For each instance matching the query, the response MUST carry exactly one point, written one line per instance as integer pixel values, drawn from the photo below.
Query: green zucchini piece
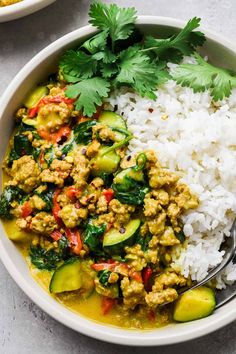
(105, 163)
(121, 177)
(114, 241)
(35, 96)
(115, 122)
(67, 277)
(111, 291)
(195, 304)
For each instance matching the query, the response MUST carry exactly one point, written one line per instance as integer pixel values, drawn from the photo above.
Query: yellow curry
(98, 226)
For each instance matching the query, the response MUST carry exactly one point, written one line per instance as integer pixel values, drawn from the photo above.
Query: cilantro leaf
(136, 69)
(90, 93)
(202, 76)
(119, 22)
(184, 43)
(77, 65)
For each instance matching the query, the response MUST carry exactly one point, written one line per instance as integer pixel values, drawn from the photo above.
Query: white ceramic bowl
(21, 9)
(221, 52)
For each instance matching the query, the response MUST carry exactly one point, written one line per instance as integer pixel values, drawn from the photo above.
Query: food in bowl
(8, 2)
(114, 223)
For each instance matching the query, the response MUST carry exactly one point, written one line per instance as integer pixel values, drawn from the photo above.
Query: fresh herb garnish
(202, 76)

_CHALLENGE_: Format all of the material above as a JSON list of strings, with one string for each line and no entries for blank lines. Leave the picture out of the answer.

_FINISHED EXERCISE_:
[
  "For each instance matching the query, the response MUST carry exactly one point, written one line per instance as integer pixel values, drawn from the photo below.",
  "Query: green zucchini piece",
  "(105, 163)",
  "(121, 177)",
  "(114, 241)",
  "(35, 96)",
  "(115, 122)",
  "(67, 277)",
  "(111, 291)",
  "(195, 304)",
  "For each instance matching the query, the response MUST carry exactly one point, written one line per instance as integer pixel values, drawn from the photo above.",
  "Query: yellow curry",
  "(98, 226)",
  "For each instance matching the query, the response MUST carry exactly one point, written one line per instance as integer pixel values, drawn from the photo above.",
  "Query: cilantro leaf",
  "(136, 69)",
  "(90, 93)",
  "(202, 76)",
  "(119, 22)",
  "(184, 43)",
  "(77, 65)",
  "For each instance matching the query, the response MUST carry exactly one point, written one line per instance as integer pixel values, drawn from the photo above.",
  "Query: white ceramic bowl",
  "(21, 9)",
  "(221, 52)",
  "For each instance matching the query, the response MUST carry exactly one point, written one line per instance as integer pixel values, drawn from the photo above.",
  "Query: food in bowl",
  "(8, 2)",
  "(114, 223)",
  "For each instance matching the query, the response MUST carry exactly one point, written one line per instance as integer pixel values, drawn from the photo above.",
  "Query: fresh herb garnish",
  "(202, 76)"
]